> **Provided text**:

On Reinforcement Learning for Large Language Models

A personal thinking on why reinforcement learning is vital for Large Language Models. [Updated 02/21]

Reinforcement Learning seems to be the right learning paradigm for AI (if we believe AI should think like us). Why? If we have a goal, we take action and get feedback, and then we learn from the feedback until we achieve the goal.

RL with Reward Signal

Arguably, the most convincing RL method so far is Alpha-Go/Zero . In July 2024, Google-Deepmind presented AlphaProof, a new reinforcement-learning-based system for formal math reasoning. When tackling this year’s International Mathematical Olympiad, it achieved the same level as a silver medalist in the competition.

It utilizes models to generate proofs, uses reward oracle (formal language Lean) to generate feedback (right or wrong), and uses RL algorithms to optimize. It becomes successful by scaling up the model. Of course, there are many other components, such as the Formalizer network, but, as mentioned in David’s talk, it is essentially just RL at a large scale.

Another example is the ongoing Reinforcement Fine-Tunning (RFT) from OpenAI. This program allows developers to fine-tune existing models by providing a small set (dozens to thousands) of high-quality questions and reference answers. It says, “This technique reinforces how the model reasons through similar problems and improves its accuracy on specific tasks in that domain.” This is quite exciting, as we can use only a small number of samples (I think 10-1000 is small nowadays) to achieve amazing performance in advanced scientific tasks via RL algorithms.

Saved entries:

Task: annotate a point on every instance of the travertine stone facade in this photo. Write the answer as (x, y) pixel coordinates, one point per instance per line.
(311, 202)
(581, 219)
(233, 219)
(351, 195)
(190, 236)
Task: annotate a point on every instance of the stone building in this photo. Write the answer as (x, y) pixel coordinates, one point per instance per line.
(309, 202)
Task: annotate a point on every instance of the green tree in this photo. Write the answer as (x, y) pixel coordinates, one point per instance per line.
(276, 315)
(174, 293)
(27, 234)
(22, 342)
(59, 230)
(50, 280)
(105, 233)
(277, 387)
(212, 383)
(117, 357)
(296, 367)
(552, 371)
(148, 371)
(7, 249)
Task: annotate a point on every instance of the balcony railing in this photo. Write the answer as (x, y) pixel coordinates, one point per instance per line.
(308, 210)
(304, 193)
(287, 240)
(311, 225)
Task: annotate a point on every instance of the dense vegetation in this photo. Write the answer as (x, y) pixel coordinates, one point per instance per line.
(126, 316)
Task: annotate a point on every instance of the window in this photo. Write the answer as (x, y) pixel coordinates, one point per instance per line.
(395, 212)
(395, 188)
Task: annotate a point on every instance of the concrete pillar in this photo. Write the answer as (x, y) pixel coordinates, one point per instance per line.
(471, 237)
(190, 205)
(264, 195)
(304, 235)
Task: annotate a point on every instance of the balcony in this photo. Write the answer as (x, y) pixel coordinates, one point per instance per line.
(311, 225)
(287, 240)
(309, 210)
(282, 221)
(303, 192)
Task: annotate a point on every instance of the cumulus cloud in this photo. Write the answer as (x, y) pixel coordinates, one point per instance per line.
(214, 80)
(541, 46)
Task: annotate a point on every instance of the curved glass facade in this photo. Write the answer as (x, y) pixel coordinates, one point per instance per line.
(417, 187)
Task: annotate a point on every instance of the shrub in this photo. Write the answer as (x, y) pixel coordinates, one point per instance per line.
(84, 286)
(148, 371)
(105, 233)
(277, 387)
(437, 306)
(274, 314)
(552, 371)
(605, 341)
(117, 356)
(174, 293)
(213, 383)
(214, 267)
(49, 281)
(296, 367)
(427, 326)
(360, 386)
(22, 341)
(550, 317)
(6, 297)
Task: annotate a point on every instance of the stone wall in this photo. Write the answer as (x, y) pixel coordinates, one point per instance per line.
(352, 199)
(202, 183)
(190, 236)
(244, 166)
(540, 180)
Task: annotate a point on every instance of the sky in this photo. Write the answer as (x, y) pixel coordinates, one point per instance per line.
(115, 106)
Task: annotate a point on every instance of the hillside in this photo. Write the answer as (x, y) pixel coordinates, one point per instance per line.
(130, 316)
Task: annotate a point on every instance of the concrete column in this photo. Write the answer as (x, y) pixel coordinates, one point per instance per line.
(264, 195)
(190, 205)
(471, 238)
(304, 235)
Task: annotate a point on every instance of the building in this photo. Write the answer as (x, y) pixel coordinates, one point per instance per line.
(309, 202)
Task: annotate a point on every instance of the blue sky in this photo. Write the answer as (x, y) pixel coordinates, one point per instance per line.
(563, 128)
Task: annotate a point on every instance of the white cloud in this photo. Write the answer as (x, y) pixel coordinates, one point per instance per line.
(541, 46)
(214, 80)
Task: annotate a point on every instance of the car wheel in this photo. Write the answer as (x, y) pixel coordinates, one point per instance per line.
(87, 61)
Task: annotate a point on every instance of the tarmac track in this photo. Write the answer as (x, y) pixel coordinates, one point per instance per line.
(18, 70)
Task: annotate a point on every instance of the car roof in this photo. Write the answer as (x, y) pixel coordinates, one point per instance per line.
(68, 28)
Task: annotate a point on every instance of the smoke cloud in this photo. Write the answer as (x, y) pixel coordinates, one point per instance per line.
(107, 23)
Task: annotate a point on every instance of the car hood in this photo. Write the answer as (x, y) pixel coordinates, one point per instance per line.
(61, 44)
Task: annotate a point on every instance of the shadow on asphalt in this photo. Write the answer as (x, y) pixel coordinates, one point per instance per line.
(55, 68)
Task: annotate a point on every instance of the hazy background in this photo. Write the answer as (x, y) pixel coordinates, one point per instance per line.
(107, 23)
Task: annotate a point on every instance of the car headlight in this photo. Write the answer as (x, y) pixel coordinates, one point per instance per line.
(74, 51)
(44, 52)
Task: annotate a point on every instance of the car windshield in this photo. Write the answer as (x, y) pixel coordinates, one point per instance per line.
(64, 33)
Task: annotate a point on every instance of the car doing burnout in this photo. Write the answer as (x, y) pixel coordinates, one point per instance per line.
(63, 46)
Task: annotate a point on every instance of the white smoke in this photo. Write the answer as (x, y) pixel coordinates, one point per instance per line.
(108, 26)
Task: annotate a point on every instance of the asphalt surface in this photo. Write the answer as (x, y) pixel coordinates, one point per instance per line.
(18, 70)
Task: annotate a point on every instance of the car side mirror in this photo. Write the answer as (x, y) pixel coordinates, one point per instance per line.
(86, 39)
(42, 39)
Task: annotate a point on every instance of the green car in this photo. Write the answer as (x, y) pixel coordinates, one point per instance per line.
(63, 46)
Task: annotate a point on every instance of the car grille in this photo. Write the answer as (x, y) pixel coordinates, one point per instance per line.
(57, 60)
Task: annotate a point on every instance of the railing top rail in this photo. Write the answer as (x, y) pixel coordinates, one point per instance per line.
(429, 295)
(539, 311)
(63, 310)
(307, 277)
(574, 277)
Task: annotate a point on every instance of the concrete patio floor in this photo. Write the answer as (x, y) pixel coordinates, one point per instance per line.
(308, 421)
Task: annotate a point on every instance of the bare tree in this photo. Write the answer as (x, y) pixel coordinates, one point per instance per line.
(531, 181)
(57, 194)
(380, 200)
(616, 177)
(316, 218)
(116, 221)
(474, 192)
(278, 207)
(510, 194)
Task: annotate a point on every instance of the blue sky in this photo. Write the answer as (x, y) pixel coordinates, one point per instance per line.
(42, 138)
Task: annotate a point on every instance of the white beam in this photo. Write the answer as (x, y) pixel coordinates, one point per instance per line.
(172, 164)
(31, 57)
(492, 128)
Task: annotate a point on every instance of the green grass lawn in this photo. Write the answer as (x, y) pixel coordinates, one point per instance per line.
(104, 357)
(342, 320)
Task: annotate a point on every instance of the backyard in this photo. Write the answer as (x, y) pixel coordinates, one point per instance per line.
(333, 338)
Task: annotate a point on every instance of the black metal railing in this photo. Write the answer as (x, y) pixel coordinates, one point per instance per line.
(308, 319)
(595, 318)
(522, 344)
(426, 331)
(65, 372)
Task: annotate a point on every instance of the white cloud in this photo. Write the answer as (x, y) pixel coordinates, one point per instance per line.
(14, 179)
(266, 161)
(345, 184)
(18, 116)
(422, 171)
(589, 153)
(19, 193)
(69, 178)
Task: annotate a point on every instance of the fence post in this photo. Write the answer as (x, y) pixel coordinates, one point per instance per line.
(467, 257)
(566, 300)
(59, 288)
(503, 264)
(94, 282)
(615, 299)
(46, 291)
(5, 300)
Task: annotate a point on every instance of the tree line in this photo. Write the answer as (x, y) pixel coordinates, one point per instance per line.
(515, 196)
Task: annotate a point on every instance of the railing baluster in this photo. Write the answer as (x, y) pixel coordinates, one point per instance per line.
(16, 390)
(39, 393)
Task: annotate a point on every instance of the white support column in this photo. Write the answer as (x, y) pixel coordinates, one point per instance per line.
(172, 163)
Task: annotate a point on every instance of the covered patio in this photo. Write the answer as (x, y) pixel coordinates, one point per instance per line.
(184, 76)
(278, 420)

...

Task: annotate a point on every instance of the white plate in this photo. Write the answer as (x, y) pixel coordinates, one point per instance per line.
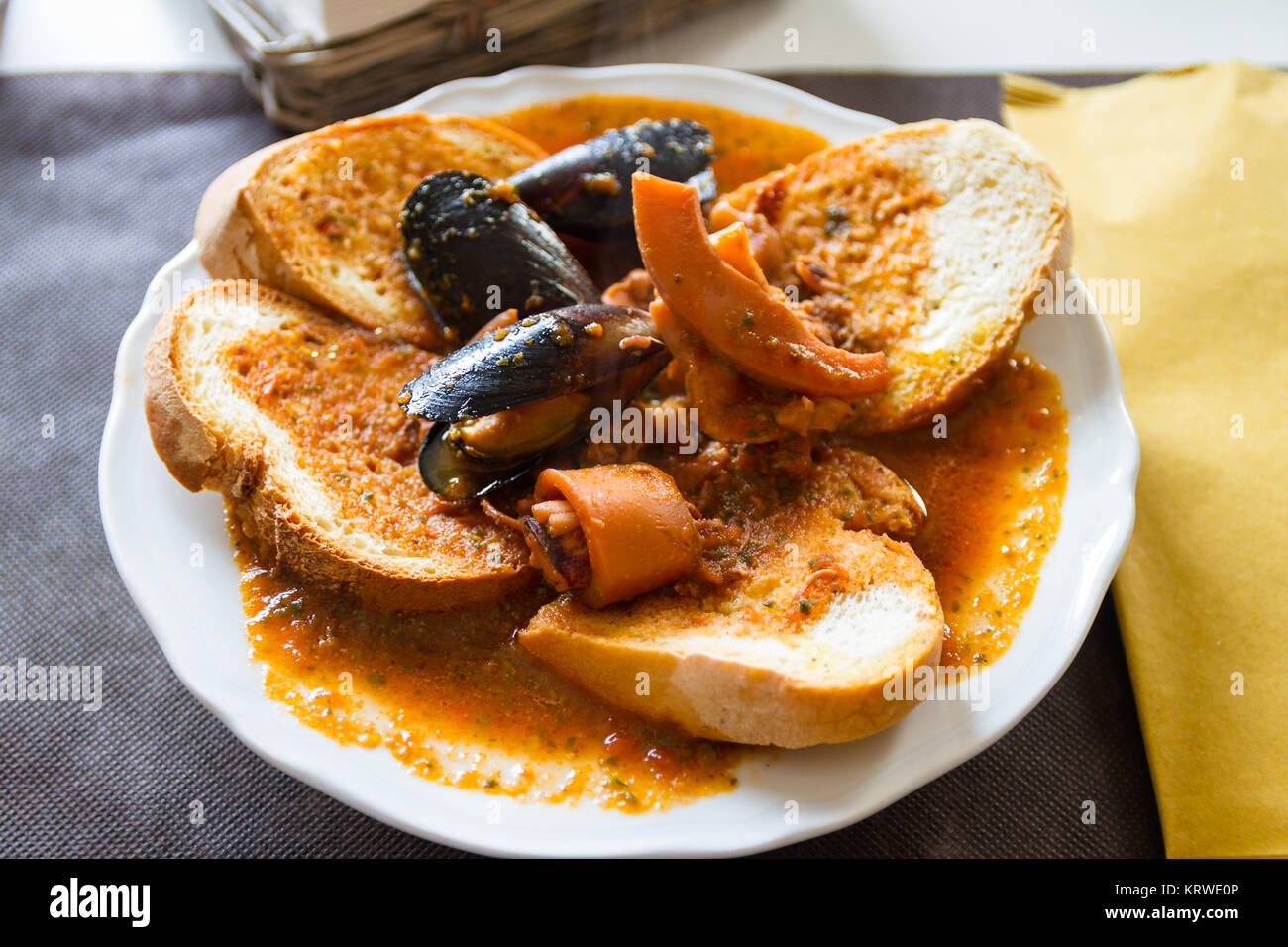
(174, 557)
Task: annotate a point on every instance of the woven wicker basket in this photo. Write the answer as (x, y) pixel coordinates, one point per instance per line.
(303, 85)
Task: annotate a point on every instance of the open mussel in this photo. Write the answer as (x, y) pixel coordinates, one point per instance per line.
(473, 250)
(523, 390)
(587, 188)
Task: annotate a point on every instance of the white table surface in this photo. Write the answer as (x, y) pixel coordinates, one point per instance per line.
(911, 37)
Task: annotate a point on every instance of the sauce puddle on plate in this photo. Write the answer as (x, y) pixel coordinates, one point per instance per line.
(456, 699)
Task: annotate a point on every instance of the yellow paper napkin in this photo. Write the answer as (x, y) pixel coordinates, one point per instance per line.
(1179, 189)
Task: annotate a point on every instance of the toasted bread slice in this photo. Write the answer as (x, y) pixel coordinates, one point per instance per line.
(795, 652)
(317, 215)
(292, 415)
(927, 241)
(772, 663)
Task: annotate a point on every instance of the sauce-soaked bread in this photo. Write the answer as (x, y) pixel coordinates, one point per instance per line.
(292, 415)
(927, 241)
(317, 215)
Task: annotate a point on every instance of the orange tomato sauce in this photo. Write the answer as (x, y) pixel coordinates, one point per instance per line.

--

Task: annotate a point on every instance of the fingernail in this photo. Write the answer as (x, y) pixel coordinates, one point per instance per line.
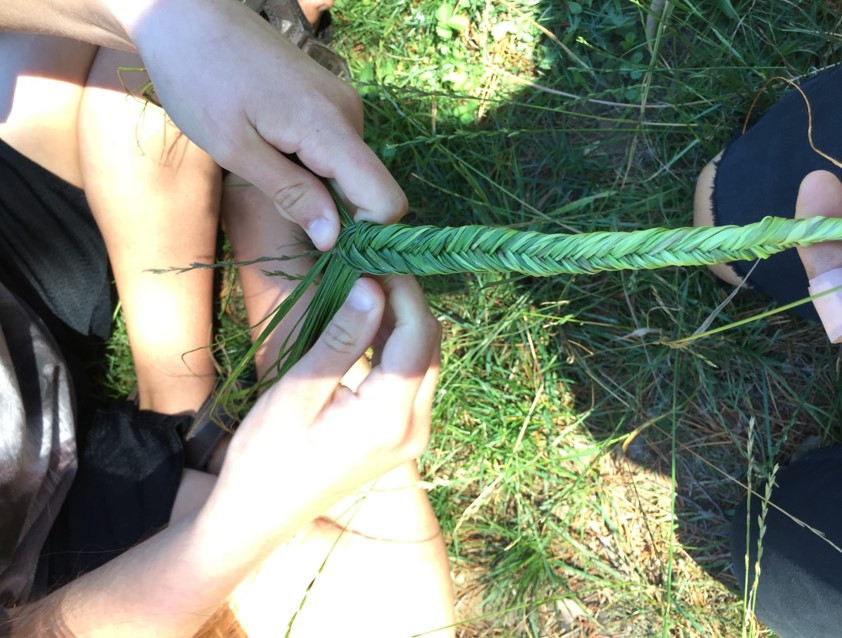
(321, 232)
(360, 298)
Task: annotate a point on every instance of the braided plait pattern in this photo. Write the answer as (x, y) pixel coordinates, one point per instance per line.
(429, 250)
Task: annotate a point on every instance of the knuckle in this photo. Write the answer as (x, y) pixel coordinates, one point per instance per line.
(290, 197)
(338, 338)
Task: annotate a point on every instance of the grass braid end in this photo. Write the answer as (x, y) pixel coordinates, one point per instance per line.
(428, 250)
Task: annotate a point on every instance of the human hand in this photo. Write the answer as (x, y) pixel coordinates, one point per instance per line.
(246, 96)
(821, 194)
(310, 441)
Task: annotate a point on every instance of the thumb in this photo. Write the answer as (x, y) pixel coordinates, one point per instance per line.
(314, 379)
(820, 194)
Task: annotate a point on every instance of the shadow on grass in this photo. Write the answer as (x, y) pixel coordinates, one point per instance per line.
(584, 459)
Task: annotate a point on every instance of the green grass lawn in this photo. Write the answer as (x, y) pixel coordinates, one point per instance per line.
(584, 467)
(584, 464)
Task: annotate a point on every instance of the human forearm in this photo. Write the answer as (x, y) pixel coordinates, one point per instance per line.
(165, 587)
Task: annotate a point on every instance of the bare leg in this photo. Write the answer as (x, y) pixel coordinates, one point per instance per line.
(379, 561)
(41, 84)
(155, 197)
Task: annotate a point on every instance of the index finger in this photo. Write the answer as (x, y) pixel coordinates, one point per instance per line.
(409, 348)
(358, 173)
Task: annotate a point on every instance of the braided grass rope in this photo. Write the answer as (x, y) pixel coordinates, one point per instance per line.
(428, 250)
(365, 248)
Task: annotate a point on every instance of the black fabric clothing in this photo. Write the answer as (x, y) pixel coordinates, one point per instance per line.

> **Exercise A**:
According to the reinforcement learning text, what level did AlphaProof reach at this year's International Mathematical Olympiad?
> **Exercise B**:
Rewrite everything from "Reinforcement Learning seems" down to "in the competition." in the reinforcement learning text, changing "paradigm" to "approach".
> **Exercise C**:
Why does the reinforcement learning text consider reinforcement learning the right learning paradigm for AI?

> **Answer A**:
It reached the same level as a silver medalist in the competition.

> **Answer B**:
Reinforcement Learning seems to be the right learning approach for AI (if we believe AI should think like us). Why? If we have a goal, we take action and get feedback, and then we learn from the feedback until we achieve the goal.

RL with Reward Signal

Arguably, the most convincing RL method so far is Alpha-Go/Zero . In July 2024, Google-Deepmind presented AlphaProof, a new reinforcement-learning-based system for formal math reasoning. When tackling this year’s International Mathematical Olympiad, it achieved the same level as a silver medalist in the competition.

> **Answer C**:
If we believe AI should think like us, reinforcement learning fits how we learn. When we have a goal, we take action, get feedback, and learn from that feedback until we achieve the goal.